▶ **EXCERPTED PASSAGE**:
_ _ _ _ _
The pre-analytical phase of laboratory testing includes collection, handling, transportation, storage, and preparation of samples. Even when the highest level of care is taken to ensure that all aspects of the pre-analytical phase are suitable and correct, errors can occur, exhibiting the need for clear and efficient quality control processes.

As part of our Acusera quality control range, Randox has developed the Serum Indices quality control to aid in the detection of the common pre-analytical error’s haemolysis, icterus and lipemia, collectively known as HIL. HIL interference can have disastrous effects on the quantification of many analytes, and it is therefore vital to determine levels of interference to improve laboratory efficiency and reduce the frequency of erroneous results. Figure 1 shows a graph of wavelengths at which each of these interferents may affect assays and the table below describes these forms of interference:

 

Interference Description
Haemolysis The degradation of red blood cells causes interference between 340-440nm and 540-580nm. Red blood cells experience membrane disruption due to tangential stress which results in degradation of cellular integrity and the release of interfering cellular components such as haemoglobin, K+ ions  and aspartate aminotransferase. Haemolytic interference may be evident in assays such iron, lipase, albumin, and creatine kinase.
_ _ _ _ _
▶ **Point localization data**:

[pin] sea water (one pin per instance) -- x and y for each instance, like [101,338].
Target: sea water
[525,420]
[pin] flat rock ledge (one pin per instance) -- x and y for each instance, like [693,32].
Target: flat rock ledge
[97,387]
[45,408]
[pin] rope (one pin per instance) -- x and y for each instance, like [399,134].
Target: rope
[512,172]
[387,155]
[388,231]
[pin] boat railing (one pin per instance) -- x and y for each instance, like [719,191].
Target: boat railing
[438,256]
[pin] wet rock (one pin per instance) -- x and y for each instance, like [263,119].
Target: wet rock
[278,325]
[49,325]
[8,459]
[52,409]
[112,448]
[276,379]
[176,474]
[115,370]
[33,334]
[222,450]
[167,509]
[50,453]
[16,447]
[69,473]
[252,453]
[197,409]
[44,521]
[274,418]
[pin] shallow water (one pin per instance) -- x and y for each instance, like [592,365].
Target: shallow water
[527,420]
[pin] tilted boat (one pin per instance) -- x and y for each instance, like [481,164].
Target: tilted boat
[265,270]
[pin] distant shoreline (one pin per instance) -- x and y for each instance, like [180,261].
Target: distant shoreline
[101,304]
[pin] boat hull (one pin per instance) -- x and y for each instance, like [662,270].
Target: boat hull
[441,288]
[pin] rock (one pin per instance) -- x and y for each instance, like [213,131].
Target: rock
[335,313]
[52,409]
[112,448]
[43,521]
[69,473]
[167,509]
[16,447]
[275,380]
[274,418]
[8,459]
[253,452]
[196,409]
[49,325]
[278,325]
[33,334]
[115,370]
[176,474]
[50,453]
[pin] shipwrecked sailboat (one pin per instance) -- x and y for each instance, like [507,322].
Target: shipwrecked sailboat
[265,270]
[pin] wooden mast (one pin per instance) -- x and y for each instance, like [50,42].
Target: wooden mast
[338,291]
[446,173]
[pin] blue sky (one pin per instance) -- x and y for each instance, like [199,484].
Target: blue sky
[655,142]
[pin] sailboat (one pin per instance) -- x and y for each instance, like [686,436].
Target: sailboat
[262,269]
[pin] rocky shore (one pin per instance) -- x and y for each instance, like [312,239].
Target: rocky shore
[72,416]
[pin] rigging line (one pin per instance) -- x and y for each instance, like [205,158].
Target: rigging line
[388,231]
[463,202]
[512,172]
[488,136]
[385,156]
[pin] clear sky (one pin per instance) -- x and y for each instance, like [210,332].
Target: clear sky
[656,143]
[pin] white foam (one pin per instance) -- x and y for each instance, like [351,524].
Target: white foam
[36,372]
_ _ _ _ _
▶ **EXERCISE INSTRUCTIONS**:
Quote the full passage above on pre-analytical errors and HIL interference, word for word.

▶ **WRITTEN RESPONSE**:
The pre-analytical phase of laboratory testing includes collection, handling, transportation, storage, and preparation of samples. Even when the highest level of care is taken to ensure that all aspects of the pre-analytical phase are suitable and correct, errors can occur, exhibiting the need for clear and efficient quality control processes.

As part of our Acusera quality control range, Randox has developed the Serum Indices quality control to aid in the detection of the common pre-analytical error’s haemolysis, icterus and lipemia, collectively known as HIL. HIL interference can have disastrous effects on the quantification of many analytes, and it is therefore vital to determine levels of interference to improve laboratory efficiency and reduce the frequency of erroneous results. Figure 1 shows a graph of wavelengths at which each of these interferents may affect assays and the table below describes these forms of interference:

 

Interference Description
Haemolysis The degradation of red blood cells causes interference between 340-440nm and 540-580nm. Red blood cells experience membrane disruption due to tangential stress which results in degradation of cellular integrity and the release of interfering cellular components such as haemoglobin, K+ ions  and aspartate aminotransferase. Haemolytic interference may be evident in assays such iron, lipase, albumin, and creatine kinase.